→ **Try it**
Exact copies of all the records are to be output.

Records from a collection
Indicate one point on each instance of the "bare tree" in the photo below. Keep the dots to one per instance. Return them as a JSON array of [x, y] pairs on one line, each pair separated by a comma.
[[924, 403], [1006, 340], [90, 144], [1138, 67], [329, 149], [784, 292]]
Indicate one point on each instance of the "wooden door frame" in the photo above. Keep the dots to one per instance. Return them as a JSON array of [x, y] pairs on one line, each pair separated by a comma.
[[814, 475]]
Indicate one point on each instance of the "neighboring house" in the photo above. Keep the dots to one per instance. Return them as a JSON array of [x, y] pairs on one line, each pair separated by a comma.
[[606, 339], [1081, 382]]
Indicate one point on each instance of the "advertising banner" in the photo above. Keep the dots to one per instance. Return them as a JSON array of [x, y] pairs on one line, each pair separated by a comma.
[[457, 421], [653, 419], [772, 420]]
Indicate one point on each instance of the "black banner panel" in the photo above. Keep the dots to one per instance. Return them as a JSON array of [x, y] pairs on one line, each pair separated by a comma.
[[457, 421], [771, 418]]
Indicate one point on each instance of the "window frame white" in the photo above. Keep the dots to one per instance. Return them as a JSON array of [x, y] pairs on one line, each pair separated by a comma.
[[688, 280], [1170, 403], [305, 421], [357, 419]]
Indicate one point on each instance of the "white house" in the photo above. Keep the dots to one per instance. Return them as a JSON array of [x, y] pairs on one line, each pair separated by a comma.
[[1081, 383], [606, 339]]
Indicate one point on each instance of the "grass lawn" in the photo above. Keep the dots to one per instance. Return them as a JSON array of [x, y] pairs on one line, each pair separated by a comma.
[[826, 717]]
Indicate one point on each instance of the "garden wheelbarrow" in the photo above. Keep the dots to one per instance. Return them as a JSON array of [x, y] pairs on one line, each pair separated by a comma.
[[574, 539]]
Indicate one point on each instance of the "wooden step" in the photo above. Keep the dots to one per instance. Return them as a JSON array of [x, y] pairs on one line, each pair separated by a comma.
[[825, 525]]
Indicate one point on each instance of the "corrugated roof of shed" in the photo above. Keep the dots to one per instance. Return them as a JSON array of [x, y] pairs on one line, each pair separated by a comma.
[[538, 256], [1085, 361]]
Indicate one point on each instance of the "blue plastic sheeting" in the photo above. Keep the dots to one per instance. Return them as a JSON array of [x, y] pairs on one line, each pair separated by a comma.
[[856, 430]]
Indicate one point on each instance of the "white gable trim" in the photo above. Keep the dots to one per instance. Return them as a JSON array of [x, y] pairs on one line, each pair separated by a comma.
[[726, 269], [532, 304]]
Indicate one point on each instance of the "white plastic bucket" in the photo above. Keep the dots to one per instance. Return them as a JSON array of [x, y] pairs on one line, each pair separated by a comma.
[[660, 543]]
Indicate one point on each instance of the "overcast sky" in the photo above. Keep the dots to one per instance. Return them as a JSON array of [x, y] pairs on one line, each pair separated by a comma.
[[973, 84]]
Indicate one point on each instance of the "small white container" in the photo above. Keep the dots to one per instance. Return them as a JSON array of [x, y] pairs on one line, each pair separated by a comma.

→ **Result below**
Indicate one point on each instance of the "bare tree" in the photo below. Keep the dots to one per instance. Return them as a JSON array of [x, y] pairs on one line, each pair separated by a comma.
[[924, 403], [1006, 340], [90, 144], [1138, 67], [329, 149], [784, 292]]
Indicate one point on each instance of the "wooden door frame" in the photo above. Keep the dots to one per instance. Return them as a JSON array of [x, y] pairs on one line, each pair separated by a comma.
[[814, 475]]
Indicate one point on each instance of the "neighboring house" in the photo above. Keep the dots to one per instance. Return them as a JSON array of [x, y] pairs on one line, each pair separated by a comma.
[[606, 339], [1081, 382]]
Indicate one point on each instance of the "advertising banner" in the photo above. Keep the dots to one per instance. Return them as a JSON array of [x, y] pairs on one line, each pair separated by a comma.
[[457, 421], [653, 419], [772, 420]]
Indicate one point on each instance of the "black banner panel" in the photo above. Keep the dots to one per instance. Return them as a JSON array of [x, y] pairs on one line, each pair separated by a comma.
[[457, 421], [771, 418]]
Indicate one point on each instance of the "window frame white" in the photo above. Keep the dots to one per instance. Return them as a JSON array of [x, y] pairs on one line, each pair separated by a comma.
[[688, 280], [1170, 403], [305, 421], [357, 419]]
Indicate one point on each instance of the "white house" in the photo above. Keep the dots to one per instance. Return them as a JSON array of [x, y] pairs on one line, each pair separated by a comma.
[[1081, 383], [606, 339]]
Indicate one point on each instance of the "grass lawn" in the photo above. Keep the dots to one per instance. Return them as a JSON array of [x, y] pairs on one line, each pair separated by a comma.
[[826, 717]]
Indicate one point on each instance of the "garden wheelbarrow" in the photo above. Keep the dots to one per instance. Return them as a JSON array of [x, y] pairs on one line, each pair separated by a comma.
[[574, 539]]
Indicate one point on each instance of the "wooden step" in the photo above. Keep the dots to one per instance. Return them as a JSON array of [x, y] pairs on one line, each pair separated by a comma.
[[825, 525]]
Indicate one point on each instance of the "corrugated roof of shed" in the photo above. Keep the dots to one per instance. Return them as a JSON array of [x, y] pairs on one line, each pair separated by a comma.
[[538, 256], [1085, 361]]
Indicate one point on each instance of the "blue plastic sheeting" in the photo above. Keep the dots to one per instance. Return them as a JSON array of [x, y] pairs on one line, each pair separated by a comma.
[[856, 430]]
Indicate one point on each instance of the "white gable trim" in the photo above. Keep the dots to one per instance. Return them as a JSON array of [x, y] pairs on one line, each pair separated by a comma.
[[726, 269], [532, 304]]
Indicate one point on each instance of the "white plastic bucket" in the photo above. Keep the dots to one per instance. Return them as a JSON array of [x, y] pairs on one line, each pair separated by a comma.
[[660, 543]]
Indicate one point on each instance of the "overcast sky" in the photo above. Keep the dots to one per instance. Return them as a JSON array of [x, y] pairs on one line, each pair separated by a comma.
[[973, 84]]
Indicate one point on each instance of the "small white container" in the photo above. Keep the dots to one per instance. Return them as a JSON array of [x, y] pairs on one line, each pair separated by a comma.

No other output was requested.